TASK REQUIREMENTS. Transcribe exactly the line containing "of the head" plus every later line in the data.

Data items
********************
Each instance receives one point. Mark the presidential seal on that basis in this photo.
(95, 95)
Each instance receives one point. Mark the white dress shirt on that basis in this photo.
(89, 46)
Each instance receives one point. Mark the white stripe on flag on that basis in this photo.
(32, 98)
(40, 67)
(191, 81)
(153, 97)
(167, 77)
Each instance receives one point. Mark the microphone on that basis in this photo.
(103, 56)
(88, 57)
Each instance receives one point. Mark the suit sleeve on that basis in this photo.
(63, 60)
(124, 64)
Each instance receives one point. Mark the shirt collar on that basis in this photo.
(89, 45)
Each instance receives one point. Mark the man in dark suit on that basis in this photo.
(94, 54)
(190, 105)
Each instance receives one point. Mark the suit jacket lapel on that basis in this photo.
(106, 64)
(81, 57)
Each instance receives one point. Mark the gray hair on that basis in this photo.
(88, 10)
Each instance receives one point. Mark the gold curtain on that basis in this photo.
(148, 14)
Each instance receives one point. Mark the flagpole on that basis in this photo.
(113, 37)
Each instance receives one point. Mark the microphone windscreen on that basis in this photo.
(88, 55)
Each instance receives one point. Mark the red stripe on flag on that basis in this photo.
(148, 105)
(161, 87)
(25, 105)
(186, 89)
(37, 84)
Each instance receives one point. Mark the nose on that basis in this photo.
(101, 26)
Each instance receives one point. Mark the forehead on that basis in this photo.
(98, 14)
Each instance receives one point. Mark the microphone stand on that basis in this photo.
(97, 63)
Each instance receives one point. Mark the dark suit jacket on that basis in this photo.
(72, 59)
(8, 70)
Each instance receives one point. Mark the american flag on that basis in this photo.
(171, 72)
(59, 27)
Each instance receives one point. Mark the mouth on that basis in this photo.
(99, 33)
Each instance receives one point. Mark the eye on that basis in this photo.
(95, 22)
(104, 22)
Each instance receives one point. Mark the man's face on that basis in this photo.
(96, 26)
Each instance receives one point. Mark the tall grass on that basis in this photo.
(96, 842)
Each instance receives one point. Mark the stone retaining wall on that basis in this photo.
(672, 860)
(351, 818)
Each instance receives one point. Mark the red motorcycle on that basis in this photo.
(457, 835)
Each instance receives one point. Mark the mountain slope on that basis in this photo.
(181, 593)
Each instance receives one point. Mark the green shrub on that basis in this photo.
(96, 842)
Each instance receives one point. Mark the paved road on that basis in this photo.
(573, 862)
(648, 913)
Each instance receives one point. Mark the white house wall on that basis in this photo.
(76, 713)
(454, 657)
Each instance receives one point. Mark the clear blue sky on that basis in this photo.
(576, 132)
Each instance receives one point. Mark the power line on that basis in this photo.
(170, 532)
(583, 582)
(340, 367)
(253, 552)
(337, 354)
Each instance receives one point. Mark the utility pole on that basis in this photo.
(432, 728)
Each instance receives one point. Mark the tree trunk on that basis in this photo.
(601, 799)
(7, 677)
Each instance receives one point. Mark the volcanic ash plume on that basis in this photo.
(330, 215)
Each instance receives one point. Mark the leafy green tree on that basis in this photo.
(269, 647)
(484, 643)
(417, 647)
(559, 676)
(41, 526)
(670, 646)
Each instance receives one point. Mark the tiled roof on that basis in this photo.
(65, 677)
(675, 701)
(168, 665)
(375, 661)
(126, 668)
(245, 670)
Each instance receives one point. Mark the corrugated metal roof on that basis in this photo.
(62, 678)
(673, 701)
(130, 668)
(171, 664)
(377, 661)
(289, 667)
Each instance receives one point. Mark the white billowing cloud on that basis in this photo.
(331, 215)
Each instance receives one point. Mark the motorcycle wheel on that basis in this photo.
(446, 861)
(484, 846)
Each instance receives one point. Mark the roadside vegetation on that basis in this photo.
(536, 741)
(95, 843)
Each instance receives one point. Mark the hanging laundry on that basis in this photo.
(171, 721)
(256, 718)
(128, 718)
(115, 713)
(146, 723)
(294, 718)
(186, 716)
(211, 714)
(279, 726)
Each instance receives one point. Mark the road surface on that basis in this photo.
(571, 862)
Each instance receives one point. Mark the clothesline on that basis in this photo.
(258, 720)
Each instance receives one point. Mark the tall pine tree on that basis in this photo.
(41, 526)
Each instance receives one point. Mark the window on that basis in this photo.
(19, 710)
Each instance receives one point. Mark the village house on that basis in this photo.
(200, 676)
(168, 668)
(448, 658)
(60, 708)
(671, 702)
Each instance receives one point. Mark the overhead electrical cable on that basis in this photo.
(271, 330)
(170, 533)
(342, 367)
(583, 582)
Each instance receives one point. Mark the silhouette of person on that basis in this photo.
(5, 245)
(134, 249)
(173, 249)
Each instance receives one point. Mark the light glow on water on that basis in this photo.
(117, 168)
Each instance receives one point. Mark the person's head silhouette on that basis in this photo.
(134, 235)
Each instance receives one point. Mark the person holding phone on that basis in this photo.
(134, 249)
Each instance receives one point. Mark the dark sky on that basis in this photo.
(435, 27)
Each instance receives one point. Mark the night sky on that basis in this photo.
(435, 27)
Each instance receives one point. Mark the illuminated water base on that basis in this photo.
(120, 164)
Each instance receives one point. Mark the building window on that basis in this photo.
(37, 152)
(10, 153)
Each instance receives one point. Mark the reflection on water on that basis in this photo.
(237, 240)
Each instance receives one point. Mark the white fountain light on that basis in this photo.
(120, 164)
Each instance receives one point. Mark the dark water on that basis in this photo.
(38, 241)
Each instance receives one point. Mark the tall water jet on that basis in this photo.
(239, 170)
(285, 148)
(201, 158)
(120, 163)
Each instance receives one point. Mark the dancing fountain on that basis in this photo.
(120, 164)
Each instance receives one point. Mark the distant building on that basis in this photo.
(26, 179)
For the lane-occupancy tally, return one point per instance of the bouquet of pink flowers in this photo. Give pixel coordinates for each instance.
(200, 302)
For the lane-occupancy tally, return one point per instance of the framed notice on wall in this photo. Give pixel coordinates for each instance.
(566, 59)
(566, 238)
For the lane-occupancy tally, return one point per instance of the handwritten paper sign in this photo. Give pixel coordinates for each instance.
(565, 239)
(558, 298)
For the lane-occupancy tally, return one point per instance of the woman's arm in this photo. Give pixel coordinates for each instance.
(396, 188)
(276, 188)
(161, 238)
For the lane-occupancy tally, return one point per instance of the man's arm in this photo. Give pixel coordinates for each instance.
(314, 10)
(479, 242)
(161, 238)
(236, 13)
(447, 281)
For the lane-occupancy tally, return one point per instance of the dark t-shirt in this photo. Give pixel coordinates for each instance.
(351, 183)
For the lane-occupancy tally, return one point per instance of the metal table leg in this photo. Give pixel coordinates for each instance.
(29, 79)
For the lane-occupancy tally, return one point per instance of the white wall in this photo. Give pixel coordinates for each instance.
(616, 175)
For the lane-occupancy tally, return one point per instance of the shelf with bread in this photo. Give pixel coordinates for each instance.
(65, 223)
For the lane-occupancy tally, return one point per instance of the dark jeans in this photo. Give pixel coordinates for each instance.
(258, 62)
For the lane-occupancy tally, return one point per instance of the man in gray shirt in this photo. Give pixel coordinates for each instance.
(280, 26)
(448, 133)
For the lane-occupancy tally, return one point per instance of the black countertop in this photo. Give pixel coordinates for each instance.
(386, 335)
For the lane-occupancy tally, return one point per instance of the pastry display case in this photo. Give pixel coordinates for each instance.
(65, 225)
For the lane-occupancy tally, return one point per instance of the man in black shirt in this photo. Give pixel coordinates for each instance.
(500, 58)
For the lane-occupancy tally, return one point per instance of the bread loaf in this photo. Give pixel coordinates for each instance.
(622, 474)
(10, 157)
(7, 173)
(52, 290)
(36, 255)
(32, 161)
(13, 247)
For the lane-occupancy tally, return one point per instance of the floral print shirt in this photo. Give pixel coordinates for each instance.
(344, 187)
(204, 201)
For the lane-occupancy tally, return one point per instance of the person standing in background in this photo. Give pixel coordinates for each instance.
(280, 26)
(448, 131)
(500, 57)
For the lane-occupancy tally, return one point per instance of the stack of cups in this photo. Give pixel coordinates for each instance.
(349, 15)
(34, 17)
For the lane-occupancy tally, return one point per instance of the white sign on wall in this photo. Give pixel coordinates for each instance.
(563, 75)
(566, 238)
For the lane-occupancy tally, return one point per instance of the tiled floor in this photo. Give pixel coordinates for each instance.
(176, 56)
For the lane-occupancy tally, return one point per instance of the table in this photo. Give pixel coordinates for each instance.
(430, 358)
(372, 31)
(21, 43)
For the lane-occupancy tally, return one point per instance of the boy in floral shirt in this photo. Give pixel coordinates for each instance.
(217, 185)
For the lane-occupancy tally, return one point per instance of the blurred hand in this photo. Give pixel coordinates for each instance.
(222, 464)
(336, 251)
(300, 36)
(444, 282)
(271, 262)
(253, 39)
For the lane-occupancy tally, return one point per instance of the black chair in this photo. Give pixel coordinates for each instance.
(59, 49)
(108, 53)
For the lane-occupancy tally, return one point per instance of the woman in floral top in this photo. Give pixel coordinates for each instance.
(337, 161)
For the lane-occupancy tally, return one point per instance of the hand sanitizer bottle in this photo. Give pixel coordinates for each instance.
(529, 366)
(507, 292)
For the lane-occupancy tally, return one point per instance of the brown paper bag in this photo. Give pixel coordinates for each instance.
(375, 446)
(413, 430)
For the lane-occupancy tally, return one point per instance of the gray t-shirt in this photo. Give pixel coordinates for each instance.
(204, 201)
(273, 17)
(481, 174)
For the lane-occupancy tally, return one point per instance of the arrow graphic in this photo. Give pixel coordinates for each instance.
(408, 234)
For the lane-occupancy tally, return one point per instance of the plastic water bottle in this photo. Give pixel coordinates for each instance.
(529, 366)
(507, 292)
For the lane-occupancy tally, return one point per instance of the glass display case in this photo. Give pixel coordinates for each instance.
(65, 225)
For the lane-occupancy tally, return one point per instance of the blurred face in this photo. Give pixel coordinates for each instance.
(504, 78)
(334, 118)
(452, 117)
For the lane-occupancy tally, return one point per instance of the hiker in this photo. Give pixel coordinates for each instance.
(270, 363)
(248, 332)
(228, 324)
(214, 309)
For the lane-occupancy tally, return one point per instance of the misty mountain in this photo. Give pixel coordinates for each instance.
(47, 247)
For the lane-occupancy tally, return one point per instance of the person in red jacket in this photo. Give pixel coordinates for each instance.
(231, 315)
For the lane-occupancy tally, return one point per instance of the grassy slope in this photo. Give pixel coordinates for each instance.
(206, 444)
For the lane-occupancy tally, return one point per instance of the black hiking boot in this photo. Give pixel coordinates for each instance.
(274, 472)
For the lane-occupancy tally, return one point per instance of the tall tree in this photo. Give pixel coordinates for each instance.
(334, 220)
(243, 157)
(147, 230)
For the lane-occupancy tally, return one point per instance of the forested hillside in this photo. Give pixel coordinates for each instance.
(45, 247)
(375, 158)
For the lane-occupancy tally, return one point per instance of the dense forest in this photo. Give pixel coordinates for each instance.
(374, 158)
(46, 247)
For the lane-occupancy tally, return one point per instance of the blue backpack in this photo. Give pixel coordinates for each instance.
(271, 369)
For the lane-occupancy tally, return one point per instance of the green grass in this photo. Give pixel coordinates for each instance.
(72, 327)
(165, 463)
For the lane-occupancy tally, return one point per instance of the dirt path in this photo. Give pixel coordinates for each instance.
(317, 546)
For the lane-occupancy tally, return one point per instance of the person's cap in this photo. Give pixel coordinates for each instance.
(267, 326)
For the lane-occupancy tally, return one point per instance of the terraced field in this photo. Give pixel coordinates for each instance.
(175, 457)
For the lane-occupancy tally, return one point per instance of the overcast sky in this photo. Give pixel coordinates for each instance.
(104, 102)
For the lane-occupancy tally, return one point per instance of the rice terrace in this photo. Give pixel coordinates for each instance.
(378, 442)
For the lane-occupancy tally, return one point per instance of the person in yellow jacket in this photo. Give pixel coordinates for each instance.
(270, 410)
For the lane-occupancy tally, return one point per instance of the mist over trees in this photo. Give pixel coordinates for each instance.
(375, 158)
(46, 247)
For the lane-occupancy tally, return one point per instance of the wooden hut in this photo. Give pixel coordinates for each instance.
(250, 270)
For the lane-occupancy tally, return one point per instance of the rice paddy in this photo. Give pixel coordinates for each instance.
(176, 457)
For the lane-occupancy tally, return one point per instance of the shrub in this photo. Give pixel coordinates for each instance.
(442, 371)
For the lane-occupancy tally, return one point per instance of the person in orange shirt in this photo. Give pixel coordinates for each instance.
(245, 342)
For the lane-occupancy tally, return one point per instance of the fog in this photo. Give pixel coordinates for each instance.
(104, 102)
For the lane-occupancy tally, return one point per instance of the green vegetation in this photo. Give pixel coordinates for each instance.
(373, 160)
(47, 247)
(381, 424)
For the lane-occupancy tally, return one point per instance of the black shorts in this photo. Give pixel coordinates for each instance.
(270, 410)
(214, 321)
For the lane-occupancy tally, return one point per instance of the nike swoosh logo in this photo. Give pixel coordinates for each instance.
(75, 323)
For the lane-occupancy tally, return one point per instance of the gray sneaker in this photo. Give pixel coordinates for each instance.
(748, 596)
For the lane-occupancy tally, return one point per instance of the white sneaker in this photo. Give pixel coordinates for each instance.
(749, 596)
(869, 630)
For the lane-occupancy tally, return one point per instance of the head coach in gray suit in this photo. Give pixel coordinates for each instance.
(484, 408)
********************
REPLY TO THE EXERCISE.
For the lane-occupancy tally, return one point per instance of the head coach in gray suit in this photo. Give pixel coordinates for each instance.
(484, 408)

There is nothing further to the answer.